# To do:
Copy word for word the lines of the rows below, starting with the line that contains "For each instance of the shadow on ground, set" and running through the end of the rows, both included.

*** Extracted data ***

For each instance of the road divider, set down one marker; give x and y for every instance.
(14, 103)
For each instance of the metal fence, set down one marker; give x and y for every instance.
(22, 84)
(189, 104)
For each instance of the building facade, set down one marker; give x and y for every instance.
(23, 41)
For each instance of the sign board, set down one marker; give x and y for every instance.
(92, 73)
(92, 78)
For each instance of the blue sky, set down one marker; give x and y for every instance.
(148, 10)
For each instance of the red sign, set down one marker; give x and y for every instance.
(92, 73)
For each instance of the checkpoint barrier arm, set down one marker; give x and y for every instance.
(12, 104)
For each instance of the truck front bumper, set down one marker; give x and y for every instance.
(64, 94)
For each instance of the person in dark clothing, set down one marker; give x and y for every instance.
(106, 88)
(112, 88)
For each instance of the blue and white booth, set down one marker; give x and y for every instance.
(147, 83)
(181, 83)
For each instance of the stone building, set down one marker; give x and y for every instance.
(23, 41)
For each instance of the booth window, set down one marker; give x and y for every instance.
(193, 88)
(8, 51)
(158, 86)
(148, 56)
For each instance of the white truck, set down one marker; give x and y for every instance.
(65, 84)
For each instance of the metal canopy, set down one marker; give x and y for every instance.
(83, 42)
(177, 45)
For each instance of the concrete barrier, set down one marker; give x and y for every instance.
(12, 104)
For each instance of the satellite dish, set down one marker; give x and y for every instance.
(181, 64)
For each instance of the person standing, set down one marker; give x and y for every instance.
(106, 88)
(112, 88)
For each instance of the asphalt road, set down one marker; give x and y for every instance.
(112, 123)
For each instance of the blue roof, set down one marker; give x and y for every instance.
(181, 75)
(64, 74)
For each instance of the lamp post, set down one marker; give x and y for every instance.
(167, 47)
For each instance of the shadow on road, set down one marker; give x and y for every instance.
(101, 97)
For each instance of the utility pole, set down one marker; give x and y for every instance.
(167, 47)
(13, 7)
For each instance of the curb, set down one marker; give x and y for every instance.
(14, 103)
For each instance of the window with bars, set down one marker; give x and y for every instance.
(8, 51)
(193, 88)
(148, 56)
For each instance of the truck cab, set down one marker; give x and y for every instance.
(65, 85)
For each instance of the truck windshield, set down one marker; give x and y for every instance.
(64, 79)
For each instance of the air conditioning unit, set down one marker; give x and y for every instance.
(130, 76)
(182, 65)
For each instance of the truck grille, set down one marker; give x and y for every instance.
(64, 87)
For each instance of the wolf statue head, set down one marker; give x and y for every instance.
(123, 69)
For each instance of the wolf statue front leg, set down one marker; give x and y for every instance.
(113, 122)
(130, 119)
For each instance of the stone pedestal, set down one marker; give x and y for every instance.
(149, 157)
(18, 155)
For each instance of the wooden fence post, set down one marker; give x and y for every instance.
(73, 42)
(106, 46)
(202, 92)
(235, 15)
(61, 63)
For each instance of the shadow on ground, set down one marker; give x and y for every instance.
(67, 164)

***

# Exercise answer:
For each instance of the shadow on ground, set down one marker; give x and y for every instance.
(67, 164)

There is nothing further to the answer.